*SET PROBLEM*: Copy the material below word for word, starting at the line that contains "In the photo above, where can the slender" and continuing through the end of the material.

*ITEMS*:
<<<<
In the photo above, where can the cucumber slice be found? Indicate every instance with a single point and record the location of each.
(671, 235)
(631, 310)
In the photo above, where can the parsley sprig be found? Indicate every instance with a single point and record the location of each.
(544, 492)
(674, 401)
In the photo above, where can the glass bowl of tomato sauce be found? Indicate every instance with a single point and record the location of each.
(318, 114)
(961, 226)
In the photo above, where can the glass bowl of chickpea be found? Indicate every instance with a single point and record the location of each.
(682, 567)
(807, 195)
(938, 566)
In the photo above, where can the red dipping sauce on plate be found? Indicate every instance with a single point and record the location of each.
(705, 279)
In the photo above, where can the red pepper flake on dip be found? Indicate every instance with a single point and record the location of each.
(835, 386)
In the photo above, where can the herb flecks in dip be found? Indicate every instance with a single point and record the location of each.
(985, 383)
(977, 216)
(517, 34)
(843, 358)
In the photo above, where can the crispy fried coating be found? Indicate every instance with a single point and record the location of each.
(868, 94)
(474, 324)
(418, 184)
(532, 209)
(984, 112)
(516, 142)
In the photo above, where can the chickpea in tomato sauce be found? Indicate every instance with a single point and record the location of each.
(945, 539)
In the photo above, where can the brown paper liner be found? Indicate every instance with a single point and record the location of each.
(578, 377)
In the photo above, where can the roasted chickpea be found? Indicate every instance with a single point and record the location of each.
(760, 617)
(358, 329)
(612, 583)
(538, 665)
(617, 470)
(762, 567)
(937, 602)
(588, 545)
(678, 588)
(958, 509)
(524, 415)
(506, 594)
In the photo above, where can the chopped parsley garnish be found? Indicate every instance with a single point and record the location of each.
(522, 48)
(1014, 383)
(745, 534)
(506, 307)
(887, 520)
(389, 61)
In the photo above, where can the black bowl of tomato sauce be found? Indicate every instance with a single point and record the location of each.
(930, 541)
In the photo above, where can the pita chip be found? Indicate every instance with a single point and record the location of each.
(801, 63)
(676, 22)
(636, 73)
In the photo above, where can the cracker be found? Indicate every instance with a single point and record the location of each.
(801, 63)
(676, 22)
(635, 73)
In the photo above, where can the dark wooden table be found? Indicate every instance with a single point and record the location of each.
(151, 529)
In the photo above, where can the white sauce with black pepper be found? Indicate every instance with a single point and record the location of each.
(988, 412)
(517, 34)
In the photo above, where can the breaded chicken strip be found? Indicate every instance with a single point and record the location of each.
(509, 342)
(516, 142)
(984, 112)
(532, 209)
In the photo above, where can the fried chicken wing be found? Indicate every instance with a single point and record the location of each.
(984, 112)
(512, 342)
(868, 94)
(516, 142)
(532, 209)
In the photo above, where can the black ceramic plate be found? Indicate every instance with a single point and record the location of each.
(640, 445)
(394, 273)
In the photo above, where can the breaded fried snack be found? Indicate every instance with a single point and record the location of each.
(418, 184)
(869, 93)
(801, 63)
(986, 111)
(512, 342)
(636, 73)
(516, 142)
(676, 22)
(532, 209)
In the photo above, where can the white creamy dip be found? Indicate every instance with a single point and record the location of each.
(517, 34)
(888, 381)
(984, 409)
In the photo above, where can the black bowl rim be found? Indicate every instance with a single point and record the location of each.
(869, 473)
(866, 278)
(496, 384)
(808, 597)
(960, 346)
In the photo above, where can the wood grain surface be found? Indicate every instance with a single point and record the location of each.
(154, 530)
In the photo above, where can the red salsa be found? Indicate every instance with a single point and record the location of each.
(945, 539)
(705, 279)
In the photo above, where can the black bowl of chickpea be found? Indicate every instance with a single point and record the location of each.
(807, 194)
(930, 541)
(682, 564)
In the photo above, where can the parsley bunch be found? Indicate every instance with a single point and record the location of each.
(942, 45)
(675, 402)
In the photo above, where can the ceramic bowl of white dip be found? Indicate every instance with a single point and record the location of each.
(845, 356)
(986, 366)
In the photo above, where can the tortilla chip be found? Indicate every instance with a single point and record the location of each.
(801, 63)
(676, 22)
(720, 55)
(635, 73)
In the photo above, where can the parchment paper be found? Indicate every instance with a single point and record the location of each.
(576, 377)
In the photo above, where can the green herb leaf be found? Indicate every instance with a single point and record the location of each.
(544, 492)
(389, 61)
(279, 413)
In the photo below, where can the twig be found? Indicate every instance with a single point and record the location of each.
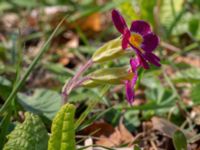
(73, 82)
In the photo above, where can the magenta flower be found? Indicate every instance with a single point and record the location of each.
(139, 37)
(130, 84)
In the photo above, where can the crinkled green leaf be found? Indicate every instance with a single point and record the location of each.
(63, 131)
(111, 75)
(43, 101)
(30, 135)
(179, 140)
(109, 51)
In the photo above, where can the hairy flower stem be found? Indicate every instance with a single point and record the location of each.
(74, 82)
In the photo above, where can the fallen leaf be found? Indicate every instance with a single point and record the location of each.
(168, 128)
(120, 136)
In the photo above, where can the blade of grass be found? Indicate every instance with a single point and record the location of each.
(4, 128)
(30, 68)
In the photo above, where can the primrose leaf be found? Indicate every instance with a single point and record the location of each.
(30, 135)
(109, 51)
(179, 140)
(63, 130)
(43, 101)
(115, 75)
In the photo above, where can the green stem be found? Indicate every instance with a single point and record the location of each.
(30, 68)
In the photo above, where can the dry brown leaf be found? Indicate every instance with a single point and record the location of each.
(167, 127)
(117, 138)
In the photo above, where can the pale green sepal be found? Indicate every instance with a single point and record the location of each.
(63, 131)
(116, 75)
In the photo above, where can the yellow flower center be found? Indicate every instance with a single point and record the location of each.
(136, 39)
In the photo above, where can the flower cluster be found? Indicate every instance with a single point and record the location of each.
(142, 41)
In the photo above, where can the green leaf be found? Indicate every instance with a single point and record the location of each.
(43, 101)
(190, 75)
(195, 93)
(115, 75)
(63, 131)
(136, 147)
(109, 51)
(193, 26)
(30, 135)
(179, 140)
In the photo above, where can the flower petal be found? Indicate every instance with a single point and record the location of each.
(152, 58)
(129, 92)
(134, 64)
(125, 38)
(118, 21)
(140, 56)
(141, 27)
(129, 84)
(150, 42)
(142, 61)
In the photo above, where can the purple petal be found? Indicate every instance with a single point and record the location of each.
(141, 27)
(153, 59)
(150, 42)
(142, 61)
(125, 38)
(118, 21)
(129, 92)
(140, 56)
(130, 89)
(134, 64)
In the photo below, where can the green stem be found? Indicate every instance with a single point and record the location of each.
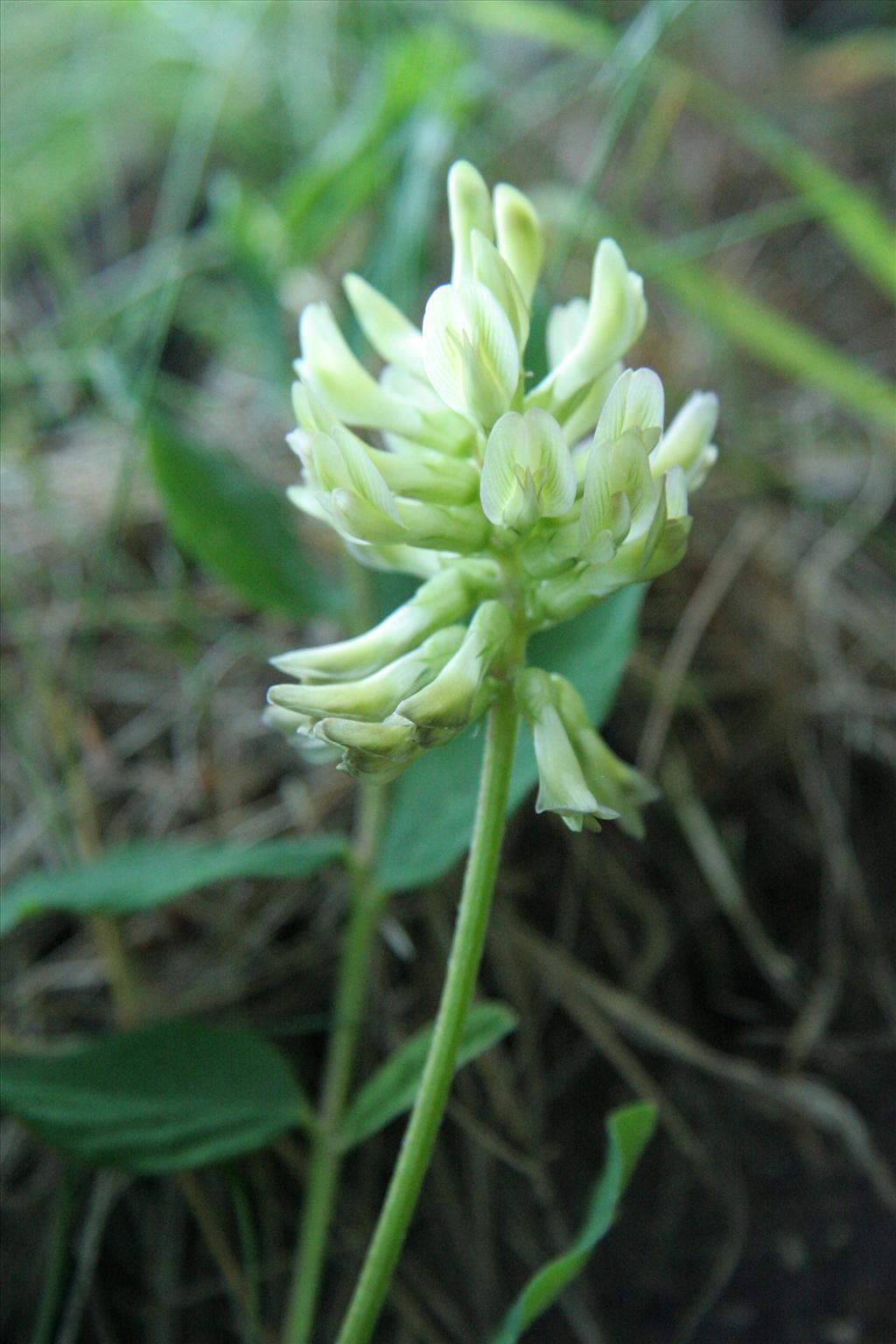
(459, 984)
(326, 1158)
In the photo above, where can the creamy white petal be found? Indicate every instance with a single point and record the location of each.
(519, 234)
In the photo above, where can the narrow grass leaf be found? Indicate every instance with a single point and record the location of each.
(167, 1097)
(143, 875)
(441, 788)
(728, 308)
(629, 1130)
(780, 343)
(394, 1086)
(236, 526)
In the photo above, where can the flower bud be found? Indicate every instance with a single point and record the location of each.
(338, 466)
(371, 750)
(687, 443)
(469, 208)
(494, 272)
(564, 330)
(386, 327)
(449, 701)
(634, 409)
(441, 601)
(471, 351)
(527, 471)
(374, 696)
(615, 318)
(519, 235)
(582, 411)
(562, 785)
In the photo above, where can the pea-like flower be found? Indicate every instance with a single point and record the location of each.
(516, 506)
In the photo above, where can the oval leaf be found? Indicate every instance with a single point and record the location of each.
(592, 652)
(160, 1098)
(394, 1086)
(148, 874)
(236, 526)
(629, 1130)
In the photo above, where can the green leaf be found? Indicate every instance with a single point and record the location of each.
(629, 1130)
(236, 526)
(161, 1098)
(394, 1086)
(433, 804)
(147, 874)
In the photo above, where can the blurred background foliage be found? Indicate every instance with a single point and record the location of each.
(178, 178)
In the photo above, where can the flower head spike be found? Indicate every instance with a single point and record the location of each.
(519, 234)
(514, 509)
(471, 353)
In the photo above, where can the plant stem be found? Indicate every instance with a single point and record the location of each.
(457, 993)
(326, 1158)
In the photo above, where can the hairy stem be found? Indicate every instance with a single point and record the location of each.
(457, 993)
(326, 1158)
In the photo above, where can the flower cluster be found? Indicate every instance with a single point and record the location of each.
(517, 507)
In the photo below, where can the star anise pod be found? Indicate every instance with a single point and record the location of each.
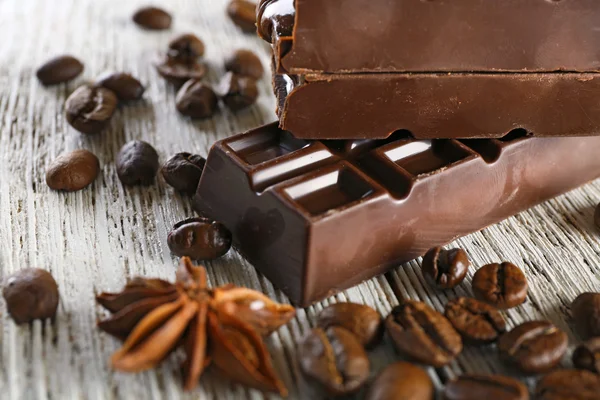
(220, 326)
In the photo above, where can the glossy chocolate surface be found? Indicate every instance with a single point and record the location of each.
(318, 217)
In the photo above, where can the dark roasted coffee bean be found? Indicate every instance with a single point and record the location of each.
(479, 387)
(237, 92)
(568, 384)
(30, 294)
(196, 100)
(152, 18)
(125, 86)
(585, 310)
(59, 69)
(423, 334)
(401, 381)
(183, 171)
(363, 321)
(199, 238)
(245, 63)
(501, 285)
(445, 268)
(90, 108)
(534, 346)
(137, 163)
(335, 359)
(72, 171)
(477, 322)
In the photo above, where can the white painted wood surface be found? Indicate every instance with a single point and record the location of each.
(93, 240)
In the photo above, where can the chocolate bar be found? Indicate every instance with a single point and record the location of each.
(316, 217)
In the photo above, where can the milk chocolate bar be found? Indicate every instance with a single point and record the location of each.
(316, 217)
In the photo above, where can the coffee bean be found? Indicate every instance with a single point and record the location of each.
(137, 163)
(501, 285)
(363, 321)
(534, 346)
(90, 108)
(401, 381)
(196, 100)
(237, 92)
(568, 384)
(59, 69)
(244, 63)
(30, 294)
(477, 322)
(199, 238)
(492, 387)
(585, 310)
(72, 171)
(423, 334)
(125, 86)
(152, 18)
(335, 359)
(183, 171)
(445, 268)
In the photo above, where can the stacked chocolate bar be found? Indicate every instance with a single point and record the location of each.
(437, 103)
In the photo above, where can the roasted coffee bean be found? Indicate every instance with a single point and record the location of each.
(492, 387)
(587, 355)
(335, 359)
(90, 108)
(152, 18)
(30, 294)
(585, 310)
(72, 171)
(245, 63)
(237, 92)
(401, 381)
(183, 171)
(199, 238)
(501, 285)
(445, 268)
(196, 100)
(363, 321)
(59, 69)
(137, 163)
(534, 346)
(125, 86)
(423, 334)
(568, 384)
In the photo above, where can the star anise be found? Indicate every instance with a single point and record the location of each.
(220, 326)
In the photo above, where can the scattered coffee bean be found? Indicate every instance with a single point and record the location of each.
(137, 163)
(585, 310)
(423, 334)
(501, 285)
(245, 63)
(72, 171)
(31, 294)
(125, 86)
(334, 358)
(59, 69)
(445, 268)
(196, 100)
(90, 108)
(183, 171)
(363, 321)
(492, 387)
(534, 346)
(152, 18)
(199, 238)
(401, 381)
(477, 322)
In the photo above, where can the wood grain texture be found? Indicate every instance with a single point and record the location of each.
(93, 240)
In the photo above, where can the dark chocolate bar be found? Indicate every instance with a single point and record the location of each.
(316, 217)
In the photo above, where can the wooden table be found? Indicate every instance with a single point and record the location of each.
(95, 239)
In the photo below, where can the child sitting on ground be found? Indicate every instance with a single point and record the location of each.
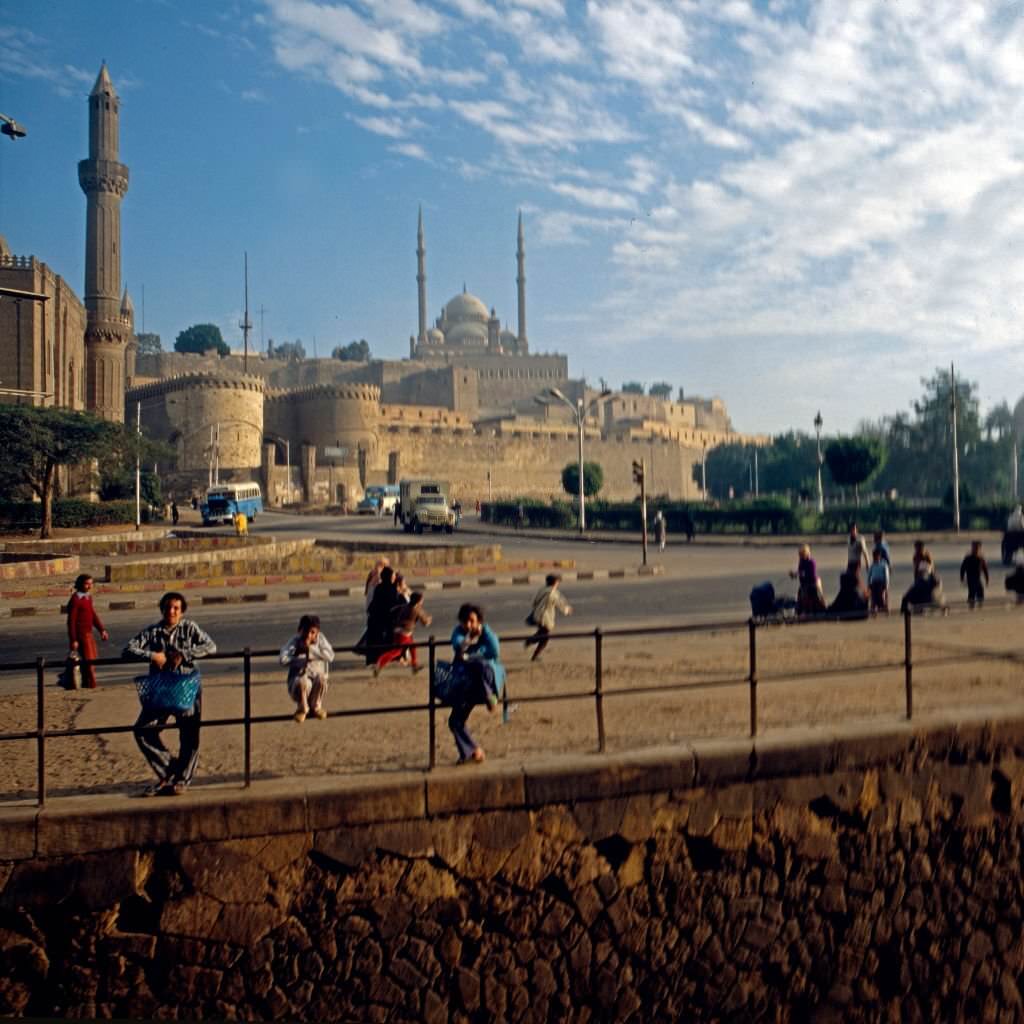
(407, 615)
(878, 581)
(307, 655)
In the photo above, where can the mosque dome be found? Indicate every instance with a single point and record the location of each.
(467, 334)
(466, 308)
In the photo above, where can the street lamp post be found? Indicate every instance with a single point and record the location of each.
(817, 431)
(580, 412)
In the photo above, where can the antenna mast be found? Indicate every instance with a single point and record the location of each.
(246, 325)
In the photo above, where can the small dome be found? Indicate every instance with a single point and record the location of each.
(466, 307)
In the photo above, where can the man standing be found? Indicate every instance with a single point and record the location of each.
(171, 647)
(547, 602)
(856, 552)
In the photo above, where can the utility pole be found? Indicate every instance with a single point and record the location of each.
(638, 477)
(952, 409)
(246, 325)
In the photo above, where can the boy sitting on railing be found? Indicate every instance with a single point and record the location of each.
(307, 655)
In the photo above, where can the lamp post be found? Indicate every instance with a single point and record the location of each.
(817, 431)
(580, 412)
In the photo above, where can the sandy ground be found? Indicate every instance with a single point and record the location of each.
(972, 654)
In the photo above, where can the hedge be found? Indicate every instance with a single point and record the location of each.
(763, 516)
(71, 512)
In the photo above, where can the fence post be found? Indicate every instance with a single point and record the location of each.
(908, 663)
(753, 628)
(598, 687)
(248, 714)
(431, 705)
(41, 729)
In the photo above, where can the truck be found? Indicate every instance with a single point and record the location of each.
(425, 504)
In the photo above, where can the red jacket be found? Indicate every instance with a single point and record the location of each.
(82, 617)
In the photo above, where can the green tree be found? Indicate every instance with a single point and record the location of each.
(852, 461)
(201, 338)
(38, 440)
(148, 344)
(593, 478)
(355, 351)
(292, 350)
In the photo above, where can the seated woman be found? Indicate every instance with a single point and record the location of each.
(481, 677)
(852, 599)
(810, 599)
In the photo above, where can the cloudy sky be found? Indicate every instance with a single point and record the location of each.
(792, 205)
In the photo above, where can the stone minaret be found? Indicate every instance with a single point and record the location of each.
(104, 180)
(131, 351)
(520, 259)
(421, 279)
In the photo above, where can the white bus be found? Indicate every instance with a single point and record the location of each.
(224, 500)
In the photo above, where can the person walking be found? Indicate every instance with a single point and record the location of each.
(82, 620)
(171, 646)
(856, 552)
(660, 529)
(308, 655)
(878, 581)
(973, 568)
(547, 602)
(477, 659)
(408, 614)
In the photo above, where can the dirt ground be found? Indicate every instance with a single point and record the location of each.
(854, 673)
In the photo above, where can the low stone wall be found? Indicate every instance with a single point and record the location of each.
(296, 557)
(24, 565)
(851, 877)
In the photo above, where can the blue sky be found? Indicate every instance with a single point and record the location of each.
(791, 205)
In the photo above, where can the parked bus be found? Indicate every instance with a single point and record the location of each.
(225, 500)
(379, 499)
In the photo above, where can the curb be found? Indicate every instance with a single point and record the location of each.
(320, 593)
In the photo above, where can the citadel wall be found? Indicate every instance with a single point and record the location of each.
(187, 412)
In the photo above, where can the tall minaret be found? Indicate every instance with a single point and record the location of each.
(520, 258)
(421, 280)
(104, 180)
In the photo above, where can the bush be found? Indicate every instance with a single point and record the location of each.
(71, 512)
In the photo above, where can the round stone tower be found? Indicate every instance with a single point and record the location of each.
(104, 181)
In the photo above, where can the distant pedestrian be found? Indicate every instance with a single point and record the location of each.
(547, 602)
(477, 662)
(882, 546)
(82, 620)
(856, 551)
(660, 529)
(171, 646)
(973, 568)
(878, 581)
(407, 616)
(308, 655)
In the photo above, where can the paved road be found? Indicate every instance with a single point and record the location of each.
(709, 583)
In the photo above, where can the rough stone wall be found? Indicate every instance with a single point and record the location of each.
(181, 412)
(864, 879)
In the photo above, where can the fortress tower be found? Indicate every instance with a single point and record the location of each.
(104, 181)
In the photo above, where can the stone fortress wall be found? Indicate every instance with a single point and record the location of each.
(860, 875)
(186, 411)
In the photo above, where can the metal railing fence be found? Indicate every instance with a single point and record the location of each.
(599, 693)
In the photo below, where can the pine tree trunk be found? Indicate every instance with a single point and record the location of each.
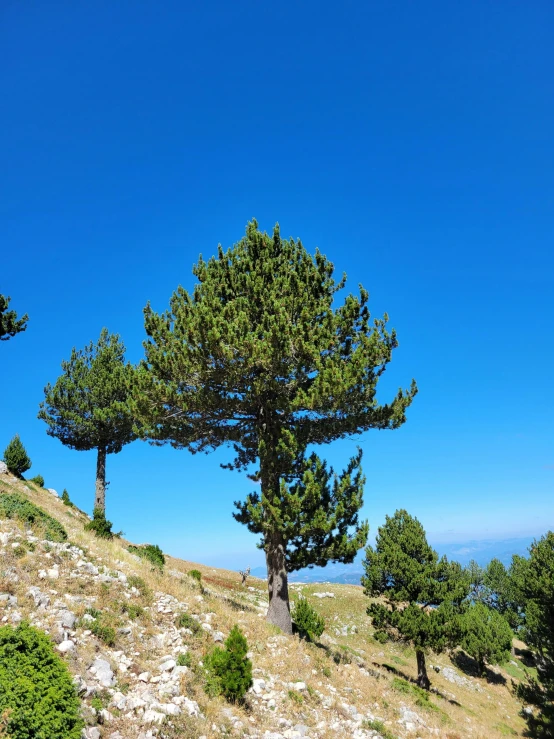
(278, 612)
(422, 677)
(100, 497)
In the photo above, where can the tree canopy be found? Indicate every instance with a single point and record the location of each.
(423, 594)
(10, 324)
(88, 406)
(259, 357)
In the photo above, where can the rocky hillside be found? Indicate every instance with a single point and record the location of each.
(134, 638)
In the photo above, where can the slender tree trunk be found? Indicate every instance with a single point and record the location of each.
(422, 677)
(100, 497)
(278, 612)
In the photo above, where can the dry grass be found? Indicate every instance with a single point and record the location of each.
(342, 669)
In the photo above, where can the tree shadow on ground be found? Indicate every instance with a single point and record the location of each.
(410, 679)
(469, 666)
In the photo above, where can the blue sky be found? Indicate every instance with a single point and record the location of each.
(412, 143)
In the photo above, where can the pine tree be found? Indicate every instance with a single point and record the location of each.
(423, 594)
(533, 581)
(10, 324)
(16, 458)
(487, 636)
(258, 357)
(88, 406)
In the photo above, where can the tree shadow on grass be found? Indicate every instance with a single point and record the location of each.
(469, 666)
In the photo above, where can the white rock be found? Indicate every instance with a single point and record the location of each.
(66, 646)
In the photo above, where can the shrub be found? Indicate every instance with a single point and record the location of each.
(14, 505)
(150, 552)
(65, 498)
(183, 660)
(103, 631)
(186, 621)
(100, 525)
(307, 620)
(16, 458)
(36, 689)
(487, 636)
(229, 671)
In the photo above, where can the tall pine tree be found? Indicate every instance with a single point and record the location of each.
(88, 406)
(10, 324)
(422, 594)
(259, 358)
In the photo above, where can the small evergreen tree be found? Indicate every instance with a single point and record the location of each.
>>>>
*EXERCISE RESPONSE*:
In the photo above, where can the slender tree trunk be found? Indicate every instance with a single point and record the location of each.
(422, 677)
(100, 497)
(278, 612)
In the photo above, where can the dry grass be found? Indicate every instance with a single point and record the location of each.
(342, 669)
In the photo above, where can the tree shadow on ground be found? Indicate every instance with a single point and record the location of each.
(410, 679)
(469, 666)
In the photo above, where can the blue sky be found? Indicate every instance with a single point and record the location of each.
(412, 143)
In the photo above, where can the pine tree be found? Indicate every instance with a single point and record the location of each.
(423, 594)
(533, 581)
(10, 324)
(16, 458)
(487, 636)
(258, 357)
(88, 406)
In the photo above, where can the tree shadow on grass be found? Indicate every instance with a single point and record the location of each.
(469, 666)
In the photo above, where can the white rock be found? Indicate every instance with a single point and record the location of each.
(66, 646)
In the photo above, where can the shrub be found? Indicate every instance with a single point and record the location of each.
(14, 505)
(150, 552)
(65, 498)
(183, 660)
(103, 631)
(186, 621)
(100, 525)
(307, 620)
(16, 458)
(36, 689)
(487, 636)
(229, 671)
In the photo above, where can the tall pine tree be found? Indicate every instance with a single point and record the location of each.
(88, 406)
(10, 324)
(422, 594)
(259, 358)
In the photo above, where can the small evergreen tree be found? Indicate every instance with a single point and record the location of each.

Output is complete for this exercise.